* DIRECTION *
Convert the stretch from the line containing "Target: <item>spire</item>" through the end of the items into a Markdown table with two columns, Row and Line. Number each line under Row and skip blank lines.

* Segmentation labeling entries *
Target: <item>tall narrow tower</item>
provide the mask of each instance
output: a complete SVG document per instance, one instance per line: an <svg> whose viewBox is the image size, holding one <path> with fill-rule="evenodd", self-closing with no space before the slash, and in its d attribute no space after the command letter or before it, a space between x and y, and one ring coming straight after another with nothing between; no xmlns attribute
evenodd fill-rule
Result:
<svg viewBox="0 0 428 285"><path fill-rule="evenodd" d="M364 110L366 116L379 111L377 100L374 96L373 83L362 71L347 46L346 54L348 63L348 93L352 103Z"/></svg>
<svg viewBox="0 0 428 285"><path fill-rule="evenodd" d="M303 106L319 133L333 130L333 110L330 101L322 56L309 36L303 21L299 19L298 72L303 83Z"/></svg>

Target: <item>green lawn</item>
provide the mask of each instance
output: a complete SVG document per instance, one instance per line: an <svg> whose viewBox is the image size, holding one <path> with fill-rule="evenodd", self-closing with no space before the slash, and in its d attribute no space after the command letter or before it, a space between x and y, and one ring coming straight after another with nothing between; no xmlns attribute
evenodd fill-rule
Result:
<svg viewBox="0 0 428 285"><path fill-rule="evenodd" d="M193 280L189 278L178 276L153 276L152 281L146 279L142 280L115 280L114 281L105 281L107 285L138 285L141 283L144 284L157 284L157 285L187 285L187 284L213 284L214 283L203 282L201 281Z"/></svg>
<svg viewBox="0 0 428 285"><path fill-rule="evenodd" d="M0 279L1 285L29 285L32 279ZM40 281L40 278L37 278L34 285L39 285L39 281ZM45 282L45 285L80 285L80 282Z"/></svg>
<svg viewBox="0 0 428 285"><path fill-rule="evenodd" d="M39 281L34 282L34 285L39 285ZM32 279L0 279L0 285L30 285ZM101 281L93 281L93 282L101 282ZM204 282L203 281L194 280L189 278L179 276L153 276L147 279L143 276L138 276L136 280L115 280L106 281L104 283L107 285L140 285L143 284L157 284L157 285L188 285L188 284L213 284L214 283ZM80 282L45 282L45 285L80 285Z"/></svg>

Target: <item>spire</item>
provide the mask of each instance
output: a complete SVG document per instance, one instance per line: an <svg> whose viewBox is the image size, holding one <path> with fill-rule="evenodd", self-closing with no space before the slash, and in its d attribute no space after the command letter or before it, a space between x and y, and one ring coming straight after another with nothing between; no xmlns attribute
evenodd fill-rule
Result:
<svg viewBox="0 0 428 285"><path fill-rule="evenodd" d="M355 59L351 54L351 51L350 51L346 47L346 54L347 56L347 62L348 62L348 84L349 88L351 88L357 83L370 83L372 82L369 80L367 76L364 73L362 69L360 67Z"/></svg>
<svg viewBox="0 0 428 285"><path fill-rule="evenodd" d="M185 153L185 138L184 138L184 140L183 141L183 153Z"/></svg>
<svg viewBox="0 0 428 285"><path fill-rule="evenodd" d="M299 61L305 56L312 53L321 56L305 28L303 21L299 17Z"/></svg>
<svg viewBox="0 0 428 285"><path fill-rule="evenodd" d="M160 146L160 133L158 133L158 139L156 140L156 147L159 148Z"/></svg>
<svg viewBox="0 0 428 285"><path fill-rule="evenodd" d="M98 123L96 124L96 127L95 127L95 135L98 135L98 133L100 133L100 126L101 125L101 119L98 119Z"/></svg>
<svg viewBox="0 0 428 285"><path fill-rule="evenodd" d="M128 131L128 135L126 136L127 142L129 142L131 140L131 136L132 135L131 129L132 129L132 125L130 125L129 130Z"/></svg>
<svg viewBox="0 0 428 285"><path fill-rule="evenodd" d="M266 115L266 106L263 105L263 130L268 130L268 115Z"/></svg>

* COMPLETED TASK *
| Row | Line |
|---|---|
| 1 | Target: <item>spire</item> |
| 2 | provide the mask of each instance |
| 3 | output: a complete SVG document per instance, one instance per line: an <svg> whose viewBox is the image size, holding one <path> with fill-rule="evenodd", self-closing with no space before the slash, and in its d attribute no space after the command letter or before it, a space between x and y, and one ring coming straight after another with nothing between; no xmlns attribute |
| 4 | evenodd fill-rule |
| 5 | Result: |
| 6 | <svg viewBox="0 0 428 285"><path fill-rule="evenodd" d="M355 59L351 54L351 51L350 51L346 47L346 54L347 56L347 62L348 62L348 84L349 88L351 88L357 83L370 83L372 82L369 80L367 76L364 73L362 69L360 67Z"/></svg> |
| 7 | <svg viewBox="0 0 428 285"><path fill-rule="evenodd" d="M185 153L185 138L184 138L184 140L183 141L183 153Z"/></svg> |
| 8 | <svg viewBox="0 0 428 285"><path fill-rule="evenodd" d="M299 61L305 56L312 53L321 56L305 28L303 21L299 17Z"/></svg> |
| 9 | <svg viewBox="0 0 428 285"><path fill-rule="evenodd" d="M160 146L160 133L158 133L158 139L156 140L156 147L159 148Z"/></svg> |
| 10 | <svg viewBox="0 0 428 285"><path fill-rule="evenodd" d="M98 123L96 124L96 127L95 127L95 135L98 135L98 133L100 133L100 126L101 125L101 119L98 119Z"/></svg> |
| 11 | <svg viewBox="0 0 428 285"><path fill-rule="evenodd" d="M128 131L128 135L126 136L127 142L129 142L131 140L131 136L132 135L131 129L132 129L132 125L130 125L129 130Z"/></svg> |
| 12 | <svg viewBox="0 0 428 285"><path fill-rule="evenodd" d="M266 115L266 106L263 105L263 130L268 130L268 115Z"/></svg> |